▶ Work instruction:
Copy the records below exactly, omitting any pictures they contain.

▶ Supplied information:
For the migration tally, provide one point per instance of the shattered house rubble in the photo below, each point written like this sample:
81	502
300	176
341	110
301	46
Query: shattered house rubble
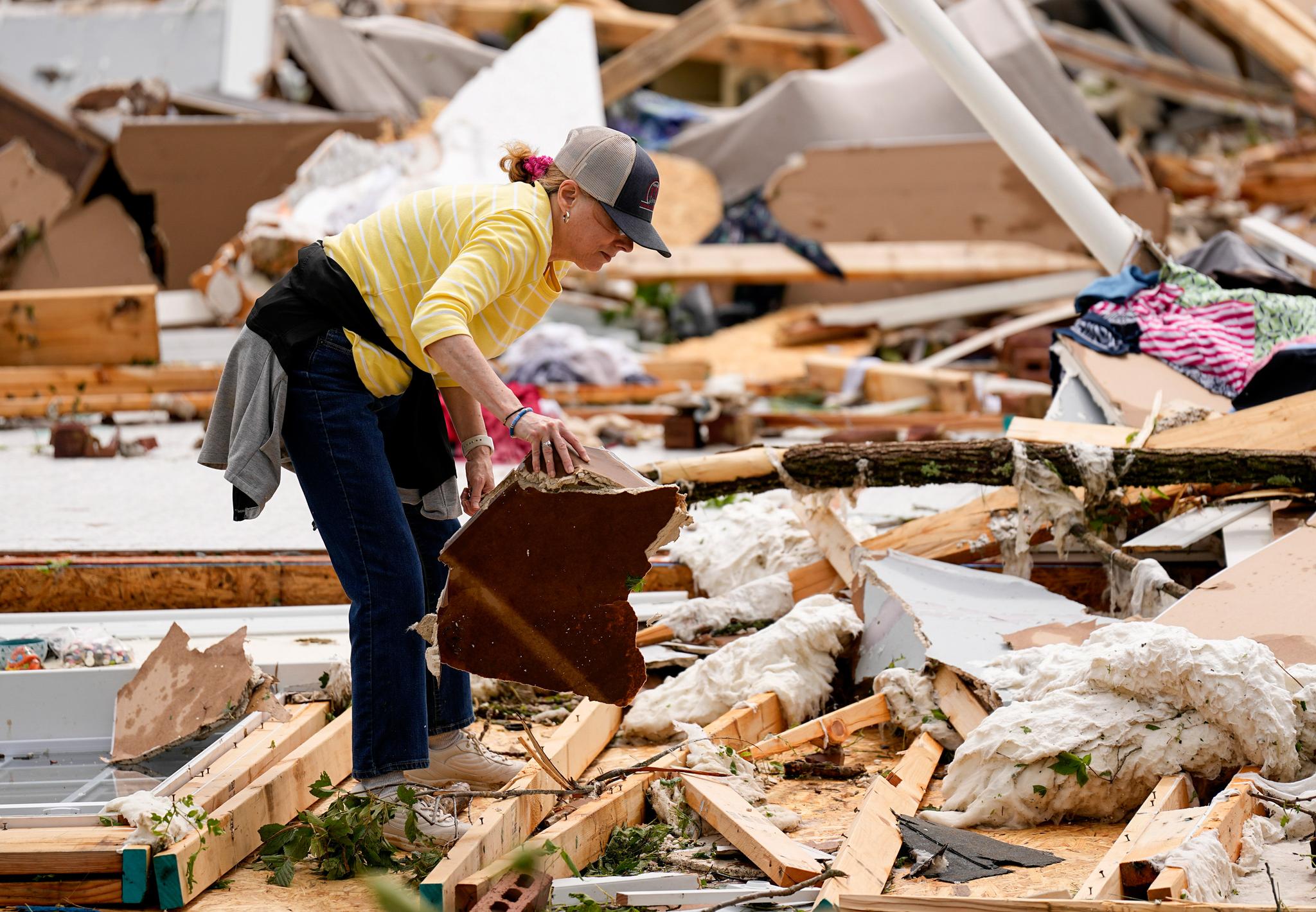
949	520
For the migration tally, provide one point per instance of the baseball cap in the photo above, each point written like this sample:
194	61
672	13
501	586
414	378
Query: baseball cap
616	171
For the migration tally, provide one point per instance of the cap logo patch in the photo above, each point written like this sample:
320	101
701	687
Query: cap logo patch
650	198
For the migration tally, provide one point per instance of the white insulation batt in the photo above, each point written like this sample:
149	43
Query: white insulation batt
765	599
1144	701
731	545
796	658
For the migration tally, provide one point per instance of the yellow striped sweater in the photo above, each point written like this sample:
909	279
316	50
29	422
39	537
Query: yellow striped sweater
449	261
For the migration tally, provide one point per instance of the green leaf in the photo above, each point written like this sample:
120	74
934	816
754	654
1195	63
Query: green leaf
321	787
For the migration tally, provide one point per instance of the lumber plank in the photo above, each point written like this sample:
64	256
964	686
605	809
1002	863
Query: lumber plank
873	841
254	755
884	382
585	834
112	326
1171	794
508	823
960	705
152	582
278	795
62	850
71	891
830	728
776	263
776	50
660	50
1225	820
782	859
99	380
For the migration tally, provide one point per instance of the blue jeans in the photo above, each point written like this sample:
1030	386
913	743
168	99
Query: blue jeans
386	556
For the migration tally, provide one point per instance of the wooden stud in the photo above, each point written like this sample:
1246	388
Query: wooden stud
782	859
507	823
659	51
830	728
1171	794
276	796
873	841
112	326
776	50
585	834
963	708
1225	820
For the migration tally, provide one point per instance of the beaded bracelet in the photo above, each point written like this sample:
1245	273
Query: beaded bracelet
516	420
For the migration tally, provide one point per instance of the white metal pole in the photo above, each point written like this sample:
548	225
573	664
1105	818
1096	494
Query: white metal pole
1102	229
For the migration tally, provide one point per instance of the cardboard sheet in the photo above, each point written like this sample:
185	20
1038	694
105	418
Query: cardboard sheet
540	577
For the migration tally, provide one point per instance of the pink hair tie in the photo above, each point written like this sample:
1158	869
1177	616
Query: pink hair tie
537	166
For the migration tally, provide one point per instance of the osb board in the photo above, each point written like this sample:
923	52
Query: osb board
751	349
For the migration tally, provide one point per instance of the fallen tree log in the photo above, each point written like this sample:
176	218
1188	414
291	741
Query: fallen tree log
982	462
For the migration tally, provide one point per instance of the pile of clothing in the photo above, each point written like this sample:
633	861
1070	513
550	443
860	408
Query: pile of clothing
1227	317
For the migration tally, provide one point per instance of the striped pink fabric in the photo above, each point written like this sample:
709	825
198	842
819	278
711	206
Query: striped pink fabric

▶ Reply:
For the migration tally, provide one point per instance of the shattered house rubble in the photo below, each point written like this sample:
81	502
300	176
341	110
301	46
Query: shattered house rubble
949	520
For the migration tally, provide one point per instance of the baseball cap in the photo above, each point written like this sample:
194	61
672	13
501	586
414	378
Query: baseball cap
616	171
For the migration tally, provide one point per instance of the cap logo patch in the photo above, each point written like this sample:
320	101
701	687
Query: cap logo patch
650	198
For the migration tally, provide one point per instance of the white insulation batt in the photo above, each point written like this sample:
149	43
Query: white insulation batt
765	599
1144	701
731	545
796	658
For the migration tally, provide one point per instance of the yellow striped sweater in the photo above, each point written like this sample:
909	279
316	50
29	422
39	537
Query: yellow striped sweater
449	261
For the migration tally, provide one point per instance of the green leaf in the photo above, each point written like this sample:
120	74
934	816
754	654
1195	63
Query: green leaf
321	787
For the migration tally, provide one point per instance of the lumber plank in the photo above, each point written like this sample:
64	256
964	686
605	809
1002	863
Query: lumber plank
873	841
254	755
884	382
585	834
112	326
1171	794
508	823
960	705
152	582
278	795
62	850
71	891
830	728
776	263
776	50
660	50
1225	820
782	859
99	380
For the migration tally, provide one point per instance of the blue jeans in the photo above, each point written like this sample:
1030	386
913	743
168	99
Query: blue jeans
386	556
For the migration tally, provide one point per instance of the wooden stud in the photo above, each point written like this sample:
1246	388
Query: wooden stud
782	859
507	823
659	51
830	728
1171	794
276	796
873	841
112	326
776	50
585	834
963	708
1225	820
For the migration tally, provide one point per instance of the beaded bracelet in the photo above, each point written like this sample:
1245	273
Query: beaded bracelet
516	420
For the migration tally, provide one point per instance of the white metal pole in the photo above, each point written like this sample:
548	225
573	664
1105	818
1096	494
Query: white metal pole
1102	229
For the migration tally, provide one point per instance of the cardboard sheet in the photo above, each point written like this sample:
185	20
1038	694
105	418
Query: cardboard sheet
540	577
For the migration tally, provide one point per instance of the pink hair tie in the photo above, each point written like this sample:
1158	869
1177	616
Query: pink hair tie
537	166
For the migration tally, provide one point per instance of the osb board in the photo above, each point written like this sample:
923	52
Query: osb board
751	349
For the migration tally, provide one point per instance of the fallen tree log in the photo above, each point written like this sample:
176	218
1188	414
291	741
Query: fallen tree log
982	462
For the migration tally, provide one point per instance of the pile of clothing in the photo above, each point written like this sample:
633	861
1070	513
550	443
860	408
Query: pile of clothing
1227	317
For the migration tally, provide one point per instance of the striped pink fabric in the photo above, each point written like this sample:
709	825
198	842
819	278
711	206
Query: striped pink fabric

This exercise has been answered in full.